### GIVEN TASK
Reproduce the listing below verbatim, starting at its first line and ending at the line that contains "top-left (0, 350), bottom-right (778, 766)", with that line included.

### TASK INPUTS
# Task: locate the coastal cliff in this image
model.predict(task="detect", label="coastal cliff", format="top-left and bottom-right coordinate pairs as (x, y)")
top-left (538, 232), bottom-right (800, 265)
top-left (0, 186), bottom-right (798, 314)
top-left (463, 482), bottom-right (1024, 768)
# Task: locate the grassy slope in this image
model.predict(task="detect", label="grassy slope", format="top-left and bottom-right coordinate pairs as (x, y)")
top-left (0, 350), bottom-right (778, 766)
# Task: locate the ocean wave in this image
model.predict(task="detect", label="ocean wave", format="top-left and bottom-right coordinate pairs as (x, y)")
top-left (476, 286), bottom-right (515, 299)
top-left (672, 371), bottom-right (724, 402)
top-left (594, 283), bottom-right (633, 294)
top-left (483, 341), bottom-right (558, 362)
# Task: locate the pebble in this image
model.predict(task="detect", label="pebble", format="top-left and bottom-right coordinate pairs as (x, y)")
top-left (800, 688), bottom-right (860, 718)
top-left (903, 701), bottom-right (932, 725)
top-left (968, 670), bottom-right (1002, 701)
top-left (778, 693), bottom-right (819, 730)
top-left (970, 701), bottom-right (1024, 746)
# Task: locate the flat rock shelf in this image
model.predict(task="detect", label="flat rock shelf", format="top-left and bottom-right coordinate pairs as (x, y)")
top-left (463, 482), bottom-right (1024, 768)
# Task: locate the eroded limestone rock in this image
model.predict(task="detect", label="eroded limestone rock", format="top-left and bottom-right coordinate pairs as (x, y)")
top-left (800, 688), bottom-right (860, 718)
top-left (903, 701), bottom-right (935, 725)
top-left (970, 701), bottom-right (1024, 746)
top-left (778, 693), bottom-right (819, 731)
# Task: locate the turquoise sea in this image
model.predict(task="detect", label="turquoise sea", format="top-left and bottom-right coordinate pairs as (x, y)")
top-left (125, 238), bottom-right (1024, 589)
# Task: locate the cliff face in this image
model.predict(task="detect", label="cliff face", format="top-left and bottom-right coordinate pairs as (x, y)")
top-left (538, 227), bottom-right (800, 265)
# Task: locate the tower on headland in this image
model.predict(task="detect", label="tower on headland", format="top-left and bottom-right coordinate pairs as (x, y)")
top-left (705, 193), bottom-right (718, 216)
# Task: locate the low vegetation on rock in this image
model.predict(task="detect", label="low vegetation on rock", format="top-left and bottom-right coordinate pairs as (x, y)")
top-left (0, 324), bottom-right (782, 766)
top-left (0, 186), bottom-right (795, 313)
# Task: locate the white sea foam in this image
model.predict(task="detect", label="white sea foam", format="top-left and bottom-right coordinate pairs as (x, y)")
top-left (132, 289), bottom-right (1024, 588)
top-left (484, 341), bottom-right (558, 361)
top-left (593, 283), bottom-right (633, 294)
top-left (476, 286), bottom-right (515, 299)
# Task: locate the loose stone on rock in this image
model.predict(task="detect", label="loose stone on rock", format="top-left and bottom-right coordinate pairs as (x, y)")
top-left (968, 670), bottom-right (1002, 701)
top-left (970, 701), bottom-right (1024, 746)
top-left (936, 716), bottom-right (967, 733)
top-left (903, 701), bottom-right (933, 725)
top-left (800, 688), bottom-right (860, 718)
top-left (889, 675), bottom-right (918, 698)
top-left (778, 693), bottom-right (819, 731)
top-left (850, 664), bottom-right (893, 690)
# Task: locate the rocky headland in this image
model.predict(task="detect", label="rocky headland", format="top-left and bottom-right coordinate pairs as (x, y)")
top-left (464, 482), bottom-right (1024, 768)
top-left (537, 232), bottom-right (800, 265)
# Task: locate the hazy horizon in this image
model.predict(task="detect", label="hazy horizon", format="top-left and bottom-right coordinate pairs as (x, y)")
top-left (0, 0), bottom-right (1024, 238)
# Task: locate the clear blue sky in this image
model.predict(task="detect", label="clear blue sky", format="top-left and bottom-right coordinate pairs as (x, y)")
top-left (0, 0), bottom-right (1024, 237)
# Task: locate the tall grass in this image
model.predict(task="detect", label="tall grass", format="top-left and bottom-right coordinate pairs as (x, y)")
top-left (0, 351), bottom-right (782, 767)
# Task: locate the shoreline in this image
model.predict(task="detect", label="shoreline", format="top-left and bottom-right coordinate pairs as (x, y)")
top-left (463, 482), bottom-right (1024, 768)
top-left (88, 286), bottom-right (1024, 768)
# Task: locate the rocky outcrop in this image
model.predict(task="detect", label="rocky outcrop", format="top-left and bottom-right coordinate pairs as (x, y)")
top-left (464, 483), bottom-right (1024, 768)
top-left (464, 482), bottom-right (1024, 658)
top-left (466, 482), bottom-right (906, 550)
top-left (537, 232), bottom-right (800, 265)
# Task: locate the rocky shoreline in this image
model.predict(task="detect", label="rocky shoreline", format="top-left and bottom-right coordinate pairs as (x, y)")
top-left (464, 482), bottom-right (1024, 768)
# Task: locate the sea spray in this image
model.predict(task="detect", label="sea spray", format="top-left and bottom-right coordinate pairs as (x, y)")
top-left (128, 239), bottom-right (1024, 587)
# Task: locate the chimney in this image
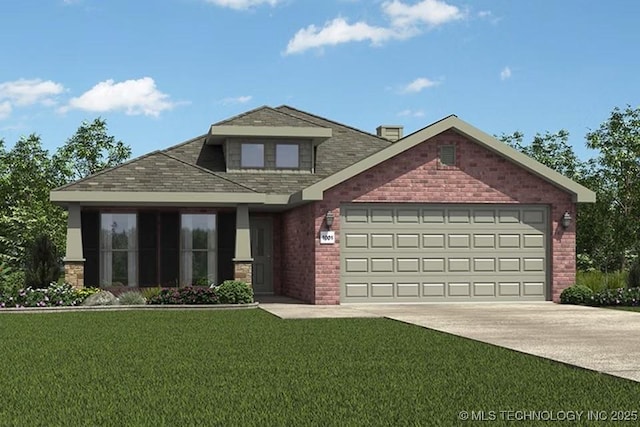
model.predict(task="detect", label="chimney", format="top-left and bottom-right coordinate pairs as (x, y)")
top-left (376, 125), bottom-right (403, 142)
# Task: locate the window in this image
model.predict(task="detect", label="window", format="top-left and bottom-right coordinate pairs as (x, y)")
top-left (240, 144), bottom-right (264, 168)
top-left (276, 144), bottom-right (300, 169)
top-left (100, 213), bottom-right (138, 286)
top-left (440, 145), bottom-right (456, 166)
top-left (180, 214), bottom-right (216, 286)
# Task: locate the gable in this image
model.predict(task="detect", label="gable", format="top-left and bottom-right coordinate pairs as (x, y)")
top-left (293, 116), bottom-right (595, 202)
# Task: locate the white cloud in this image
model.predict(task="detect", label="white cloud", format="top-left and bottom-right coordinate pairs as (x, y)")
top-left (285, 18), bottom-right (396, 54)
top-left (382, 0), bottom-right (464, 27)
top-left (285, 0), bottom-right (465, 55)
top-left (222, 95), bottom-right (253, 105)
top-left (205, 0), bottom-right (281, 10)
top-left (500, 67), bottom-right (511, 80)
top-left (0, 79), bottom-right (64, 106)
top-left (60, 77), bottom-right (175, 117)
top-left (400, 77), bottom-right (440, 93)
top-left (398, 109), bottom-right (425, 117)
top-left (0, 101), bottom-right (12, 120)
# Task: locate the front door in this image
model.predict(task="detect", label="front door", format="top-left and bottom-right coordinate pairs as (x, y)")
top-left (250, 217), bottom-right (273, 294)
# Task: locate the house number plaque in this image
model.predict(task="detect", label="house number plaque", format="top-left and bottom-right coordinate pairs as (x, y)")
top-left (320, 231), bottom-right (336, 245)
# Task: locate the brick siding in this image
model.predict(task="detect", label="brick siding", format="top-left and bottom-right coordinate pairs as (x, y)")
top-left (292, 131), bottom-right (576, 304)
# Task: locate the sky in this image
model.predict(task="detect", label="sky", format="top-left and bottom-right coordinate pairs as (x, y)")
top-left (0, 0), bottom-right (640, 159)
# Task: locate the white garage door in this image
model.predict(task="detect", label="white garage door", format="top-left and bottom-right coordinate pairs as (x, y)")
top-left (340, 203), bottom-right (548, 302)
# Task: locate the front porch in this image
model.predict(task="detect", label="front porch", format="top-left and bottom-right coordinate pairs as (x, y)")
top-left (64, 204), bottom-right (279, 295)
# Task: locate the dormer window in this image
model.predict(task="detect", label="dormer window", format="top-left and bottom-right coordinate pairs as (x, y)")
top-left (240, 143), bottom-right (264, 169)
top-left (276, 144), bottom-right (300, 169)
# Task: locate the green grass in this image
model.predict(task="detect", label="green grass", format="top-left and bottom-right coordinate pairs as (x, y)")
top-left (604, 306), bottom-right (640, 312)
top-left (0, 310), bottom-right (640, 426)
top-left (576, 271), bottom-right (628, 292)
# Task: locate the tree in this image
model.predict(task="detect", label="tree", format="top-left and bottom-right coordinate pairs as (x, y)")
top-left (587, 106), bottom-right (640, 269)
top-left (55, 118), bottom-right (131, 181)
top-left (0, 134), bottom-right (66, 267)
top-left (498, 129), bottom-right (584, 179)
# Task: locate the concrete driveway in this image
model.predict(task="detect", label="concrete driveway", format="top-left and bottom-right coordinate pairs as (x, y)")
top-left (260, 302), bottom-right (640, 382)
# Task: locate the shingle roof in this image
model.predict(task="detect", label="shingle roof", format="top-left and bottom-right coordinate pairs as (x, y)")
top-left (57, 151), bottom-right (253, 193)
top-left (56, 106), bottom-right (390, 194)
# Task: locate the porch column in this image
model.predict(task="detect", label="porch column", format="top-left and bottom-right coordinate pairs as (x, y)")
top-left (233, 205), bottom-right (253, 286)
top-left (64, 203), bottom-right (85, 288)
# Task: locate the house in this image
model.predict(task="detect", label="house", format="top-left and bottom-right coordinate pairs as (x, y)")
top-left (51, 106), bottom-right (595, 304)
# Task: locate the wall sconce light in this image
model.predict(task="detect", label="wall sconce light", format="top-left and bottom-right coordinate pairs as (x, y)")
top-left (560, 211), bottom-right (573, 230)
top-left (324, 211), bottom-right (333, 229)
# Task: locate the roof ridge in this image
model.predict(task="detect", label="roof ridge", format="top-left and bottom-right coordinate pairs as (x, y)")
top-left (156, 133), bottom-right (207, 155)
top-left (160, 151), bottom-right (257, 193)
top-left (51, 150), bottom-right (162, 191)
top-left (276, 104), bottom-right (391, 143)
top-left (211, 105), bottom-right (273, 126)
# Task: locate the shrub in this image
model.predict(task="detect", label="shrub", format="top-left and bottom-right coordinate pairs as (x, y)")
top-left (627, 258), bottom-right (640, 288)
top-left (213, 280), bottom-right (253, 304)
top-left (560, 285), bottom-right (593, 304)
top-left (0, 283), bottom-right (92, 308)
top-left (148, 286), bottom-right (219, 304)
top-left (0, 268), bottom-right (25, 295)
top-left (140, 286), bottom-right (162, 301)
top-left (118, 291), bottom-right (147, 305)
top-left (25, 234), bottom-right (61, 288)
top-left (576, 270), bottom-right (627, 292)
top-left (589, 288), bottom-right (640, 307)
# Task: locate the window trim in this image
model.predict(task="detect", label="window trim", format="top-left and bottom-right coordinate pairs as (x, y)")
top-left (178, 212), bottom-right (218, 286)
top-left (240, 142), bottom-right (267, 169)
top-left (98, 211), bottom-right (140, 287)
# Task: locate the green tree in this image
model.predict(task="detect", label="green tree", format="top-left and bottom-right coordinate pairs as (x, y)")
top-left (587, 106), bottom-right (640, 269)
top-left (0, 134), bottom-right (66, 267)
top-left (55, 118), bottom-right (131, 181)
top-left (498, 129), bottom-right (584, 179)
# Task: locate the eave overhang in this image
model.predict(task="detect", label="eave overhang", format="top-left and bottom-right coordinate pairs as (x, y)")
top-left (49, 191), bottom-right (290, 207)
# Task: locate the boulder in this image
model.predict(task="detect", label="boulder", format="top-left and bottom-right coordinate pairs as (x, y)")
top-left (82, 291), bottom-right (118, 305)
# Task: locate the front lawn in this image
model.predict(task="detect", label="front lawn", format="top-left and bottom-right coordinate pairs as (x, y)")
top-left (0, 310), bottom-right (640, 426)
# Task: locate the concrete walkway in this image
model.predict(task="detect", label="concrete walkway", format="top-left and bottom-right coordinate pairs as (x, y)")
top-left (260, 302), bottom-right (640, 382)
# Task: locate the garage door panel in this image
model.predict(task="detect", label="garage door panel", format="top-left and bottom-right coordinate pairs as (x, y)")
top-left (396, 234), bottom-right (420, 249)
top-left (371, 283), bottom-right (394, 298)
top-left (338, 204), bottom-right (548, 302)
top-left (371, 233), bottom-right (393, 249)
top-left (371, 258), bottom-right (393, 273)
top-left (447, 282), bottom-right (471, 297)
top-left (345, 258), bottom-right (369, 273)
top-left (473, 282), bottom-right (496, 297)
top-left (396, 283), bottom-right (420, 297)
top-left (422, 209), bottom-right (445, 224)
top-left (422, 283), bottom-right (445, 298)
top-left (396, 258), bottom-right (420, 273)
top-left (344, 233), bottom-right (369, 249)
top-left (449, 234), bottom-right (471, 248)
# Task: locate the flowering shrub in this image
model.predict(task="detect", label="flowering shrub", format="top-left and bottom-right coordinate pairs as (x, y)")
top-left (586, 288), bottom-right (640, 307)
top-left (147, 286), bottom-right (220, 304)
top-left (213, 280), bottom-right (253, 304)
top-left (560, 285), bottom-right (593, 304)
top-left (0, 283), bottom-right (98, 308)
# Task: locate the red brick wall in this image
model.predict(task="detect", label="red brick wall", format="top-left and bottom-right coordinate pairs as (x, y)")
top-left (280, 204), bottom-right (316, 303)
top-left (308, 131), bottom-right (576, 304)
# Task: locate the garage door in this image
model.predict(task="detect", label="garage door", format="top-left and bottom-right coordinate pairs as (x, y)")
top-left (340, 204), bottom-right (548, 302)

### TASK RESPONSE
# Task: locate the coastal cliff in this image
model.predict(task="detect", label="coastal cliff", format="top-left and bottom-right coordinate pairs as (x, y)")
top-left (538, 232), bottom-right (800, 265)
top-left (0, 186), bottom-right (798, 314)
top-left (463, 482), bottom-right (1024, 768)
# Task: locate the grassy slope in this image
model.predict(task="detect", label="grassy slope", format="top-left and bottom-right coordinate pairs as (x, y)")
top-left (0, 350), bottom-right (778, 766)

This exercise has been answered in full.